* Start Input *

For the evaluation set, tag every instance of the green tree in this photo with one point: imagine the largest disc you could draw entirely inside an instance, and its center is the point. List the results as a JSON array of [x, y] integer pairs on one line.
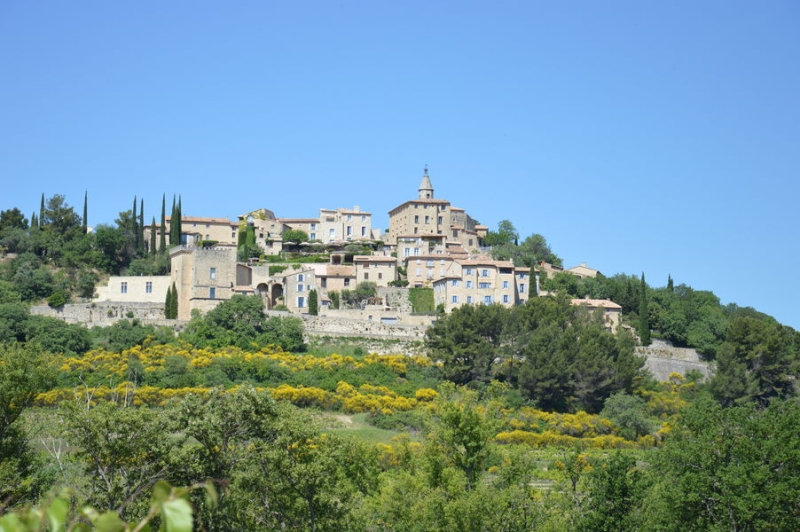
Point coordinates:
[[644, 315], [162, 245], [12, 219], [295, 236], [615, 489], [304, 479], [467, 342], [629, 413], [25, 370], [124, 451], [224, 428], [729, 469], [313, 303], [755, 363]]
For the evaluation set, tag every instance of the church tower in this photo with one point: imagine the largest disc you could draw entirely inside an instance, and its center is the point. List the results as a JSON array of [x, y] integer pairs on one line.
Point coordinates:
[[425, 187]]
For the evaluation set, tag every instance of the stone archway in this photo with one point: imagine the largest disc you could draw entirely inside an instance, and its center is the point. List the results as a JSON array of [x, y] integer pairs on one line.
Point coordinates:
[[262, 291]]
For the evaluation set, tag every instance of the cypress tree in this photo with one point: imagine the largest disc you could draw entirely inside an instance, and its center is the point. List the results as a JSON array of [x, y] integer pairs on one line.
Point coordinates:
[[644, 315], [85, 212], [140, 234], [153, 237], [163, 241], [135, 225], [168, 304], [174, 303], [313, 303]]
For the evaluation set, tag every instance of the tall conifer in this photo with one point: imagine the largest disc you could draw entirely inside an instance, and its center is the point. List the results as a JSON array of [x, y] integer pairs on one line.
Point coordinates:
[[153, 237], [135, 225], [142, 243], [86, 212], [163, 241], [644, 315]]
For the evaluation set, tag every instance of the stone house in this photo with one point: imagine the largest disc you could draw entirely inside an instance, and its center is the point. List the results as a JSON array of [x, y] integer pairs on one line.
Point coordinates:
[[431, 223], [135, 289]]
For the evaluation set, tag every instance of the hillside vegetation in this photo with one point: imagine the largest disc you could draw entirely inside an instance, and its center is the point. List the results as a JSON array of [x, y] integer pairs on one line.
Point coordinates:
[[527, 418]]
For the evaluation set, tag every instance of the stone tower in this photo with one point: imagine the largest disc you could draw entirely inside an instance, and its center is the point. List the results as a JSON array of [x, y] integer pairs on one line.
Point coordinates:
[[425, 187]]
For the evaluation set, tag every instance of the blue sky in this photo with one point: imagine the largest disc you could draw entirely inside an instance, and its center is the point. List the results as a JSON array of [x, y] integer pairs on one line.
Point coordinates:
[[655, 137]]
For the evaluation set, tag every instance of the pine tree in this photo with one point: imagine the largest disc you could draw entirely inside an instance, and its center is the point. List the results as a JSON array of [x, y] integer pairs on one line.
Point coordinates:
[[163, 241], [85, 212], [153, 237], [644, 315]]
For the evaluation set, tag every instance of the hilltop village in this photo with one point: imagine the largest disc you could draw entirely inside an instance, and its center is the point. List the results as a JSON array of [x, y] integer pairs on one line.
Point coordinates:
[[429, 244]]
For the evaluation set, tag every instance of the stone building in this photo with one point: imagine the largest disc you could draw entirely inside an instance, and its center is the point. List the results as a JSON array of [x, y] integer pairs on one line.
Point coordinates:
[[427, 223]]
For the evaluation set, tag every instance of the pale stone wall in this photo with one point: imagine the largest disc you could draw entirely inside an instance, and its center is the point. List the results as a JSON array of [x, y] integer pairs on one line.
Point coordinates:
[[103, 312], [130, 289]]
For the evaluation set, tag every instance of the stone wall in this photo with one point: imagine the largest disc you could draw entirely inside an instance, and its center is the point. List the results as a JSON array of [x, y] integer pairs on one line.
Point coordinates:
[[105, 313], [663, 359]]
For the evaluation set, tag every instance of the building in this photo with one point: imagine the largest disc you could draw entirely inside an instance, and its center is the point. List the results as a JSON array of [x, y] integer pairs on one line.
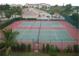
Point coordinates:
[[35, 13], [41, 5]]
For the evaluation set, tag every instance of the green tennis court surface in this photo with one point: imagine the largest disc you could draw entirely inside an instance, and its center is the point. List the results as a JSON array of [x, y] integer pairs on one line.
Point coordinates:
[[52, 31]]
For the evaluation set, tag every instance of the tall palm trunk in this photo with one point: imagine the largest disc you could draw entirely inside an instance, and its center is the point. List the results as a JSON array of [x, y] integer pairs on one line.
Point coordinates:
[[8, 50]]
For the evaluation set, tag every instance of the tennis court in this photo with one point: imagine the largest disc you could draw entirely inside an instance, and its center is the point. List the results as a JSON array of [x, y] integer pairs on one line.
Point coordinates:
[[45, 31]]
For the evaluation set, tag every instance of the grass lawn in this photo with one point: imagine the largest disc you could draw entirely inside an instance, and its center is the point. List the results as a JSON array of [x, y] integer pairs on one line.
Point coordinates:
[[28, 54]]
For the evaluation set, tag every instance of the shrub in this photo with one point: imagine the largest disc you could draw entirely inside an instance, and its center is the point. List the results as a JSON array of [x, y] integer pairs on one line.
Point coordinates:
[[68, 50], [76, 48]]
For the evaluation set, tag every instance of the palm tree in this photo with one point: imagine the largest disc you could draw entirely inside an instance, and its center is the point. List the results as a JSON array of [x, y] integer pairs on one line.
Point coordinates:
[[9, 40]]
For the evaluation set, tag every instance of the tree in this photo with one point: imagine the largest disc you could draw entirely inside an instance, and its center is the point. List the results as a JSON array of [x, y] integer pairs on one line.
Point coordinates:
[[67, 10], [9, 40]]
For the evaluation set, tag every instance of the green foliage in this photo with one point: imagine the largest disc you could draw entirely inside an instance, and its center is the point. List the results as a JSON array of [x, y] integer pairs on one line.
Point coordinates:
[[68, 50], [29, 48], [19, 47]]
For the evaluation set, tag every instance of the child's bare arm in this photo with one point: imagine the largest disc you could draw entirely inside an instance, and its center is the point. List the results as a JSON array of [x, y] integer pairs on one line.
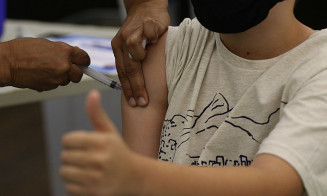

* End Input *

## Do this
Rewrite all the rows above, switching every "evaluation set" to "test set" and keeping everything else the same. Leave the pictures out of your answer.

## Task result
For the test set, tag every instance of the green tree in this photo with one point: imagine the largest disc you could draw entirely inside an instance, and its center is the point. List the results as a JSON array of [x, y] integer pairs on one line.
Point coordinates:
[[644, 315], [162, 245], [12, 219], [295, 236], [615, 489], [304, 479], [467, 342], [629, 413], [25, 370], [124, 451], [224, 428], [729, 469], [313, 303], [755, 363]]
For the test set, tag every instance of the church tower in this photo with one point: imagine the largest disc you could draw entirely inside an instance, and its center is the point. List the results as a JSON array of [x, y] integer pairs on one line.
Point coordinates:
[[425, 187]]
For the test set, tag every instance of the stone archway in this photo with one point: imagine the largest disc you could draw entirely inside an instance, and its center is the point. List the results as a JSON array of [x, y] integer pairs on one line.
Point coordinates:
[[262, 291]]
For the test set, tag every instance of the cypress tree in this photo with one point: imagine the largest disc you could draw entirely inside an instance, and its center is the point. List the results as a JSON array of [x, y] integer pairs on one line.
Point coordinates:
[[644, 315], [85, 212], [140, 234], [153, 237], [163, 241], [135, 225], [168, 304], [174, 303], [313, 303]]
For the test set, tag every instance of the tall conifer in this photo with one point: imagine the largest disc you could draw entirely inside an instance, and its center is the point. List the results as a JSON array of [x, y] integer pairs on one line.
Point coordinates:
[[153, 237], [135, 225], [142, 243], [86, 212], [163, 241], [644, 315]]
For the test set, tag every instance of the stone house in this photo with one point: imagine the largest disc you could draw entirely inside an instance, and its center is the point. List the results as a JSON array of [x, y] integer pairs on one line.
Point coordinates:
[[431, 223], [135, 289]]
For the test set, tag every instance of the hillside vegetation in this photo with one point: imagine the largest disc you could draw entirely inside an instance, and its center is the point. List the results as a JSON array of [x, y] integer pairs on one line.
Point coordinates:
[[527, 418]]
For the test set, tag every instance of the stone tower in this photo with one point: imagine the largest disc you could draw entirely inside an instance, and its center is the point. List the results as a JSON array of [x, y] integer pairs on one line.
Point coordinates:
[[425, 187]]
For the test set, tag every instance of the blue sky in this photo with one point: imagine the largest disc you could draw entirely inside an instance, and its center is the point. List the results as a JSON array of [x, y] integer pairs on one line.
Point coordinates:
[[655, 137]]
For the test set, tag every instance of the pine tree in this photo with one point: imagine the largest disc you could draw entirely inside an instance, and its center is the point. List the results as a JSON array of [x, y] integer pairs on one line.
Point coordinates:
[[163, 241], [85, 212], [153, 237], [644, 315]]
For the test set, tag every instance of the hilltop village in this photo with one point: imagine the largest disc you could draw entirely inside an instance, and its center is the point. List the results as a JSON array of [x, y] integer pairs on one line.
Point coordinates:
[[429, 244]]
For the test set, tag every instance of the stone building in this photo with one point: imagine the largest disc you could draw entirely inside an instance, and its center is the point. List the results as a JSON array of [x, y] integer pairs on one line.
Point coordinates:
[[427, 223]]
For the test set, tag every instance of the pale stone wall in this photo with one point: imagine the largest disc you could draw entirely inside an instance, and its center is the point. List the results as a JSON array of [x, y] integer pairs on one line.
Point coordinates:
[[103, 312], [130, 289]]
For the test set, tag every instance of the stone wall in this photo with one point: imagine the largest disc you could draw entirely inside an instance, and its center is the point. List the results as a JSON array of [x, y] integer pairs on one line.
Point coordinates:
[[105, 313], [663, 359]]
For the test set, tag every instance of the building in this photo with one point: imagine the largest disc you could draw entirely inside an instance, and its center is the point. List the results as a JSON array of [x, y] integer pairs on one line.
Point coordinates:
[[35, 13], [41, 5]]
For the test set, tag every instance of the green tennis court surface in this photo with one point: imagine the largest disc you could draw entirely inside an instance, and its center is the point. List the results as a JSON array of [x, y] integer pairs on one line.
Point coordinates:
[[52, 31]]
For the test set, tag every instance of the tall palm trunk in this photo with one point: imagine the largest disc you could draw entirely inside an instance, and its center is the point. List the results as a JSON array of [x, y] integer pairs on one line.
Point coordinates:
[[8, 50]]
For the test set, tag every instance of the tennis court in this photo with one point: imagine the largest disc you could draw entirely inside an instance, and its center is the point. List the results as a JSON array of [x, y] integer pairs on one line.
Point coordinates:
[[45, 31]]
For the test set, tag every instance of the grass lawn in this photo with one point: imagine the largest disc you could draw entirely inside an instance, and its center is the point. List the results as a JSON array of [x, y] integer pairs on one line.
Point coordinates:
[[28, 54]]
For the test set, tag every instance of the shrub in this photo with one point: imagine the largest disc you could draw entirely inside an instance, and its center is the point. List the results as a JSON array of [x, y] integer pairs on one line.
Point coordinates:
[[68, 50], [76, 48]]
For the test set, tag every instance of the palm tree in this photo with one point: imagine the largest disc you could draw entirely inside an instance, and its center is the point. List the results as a JSON array of [x, y] integer pairs on one line.
Point coordinates:
[[9, 40]]
For the test set, tag every instance of the tree in this photo with one point: imagine the largest disc you could draw entirely inside an instance, and its center is the point. List the results as a JSON array of [x, y] integer pairs on one line.
Point coordinates:
[[67, 10], [9, 40]]
For the test set, tag every instance of the green foliage in this photo with one point: imagine the largest disc you could draw entirely inside an instance, and its center is the point. List the results as a JSON array of [x, y] integer pairs on one line.
Point coordinates:
[[68, 50], [29, 48], [19, 47]]
For the test set, tag every instance of the child's bare arm in this photo with one point: imagine the largest disc you could draw entirely inside an instance, and its center is the point. List the results as a JSON array of [x, y] integer pairs on one line.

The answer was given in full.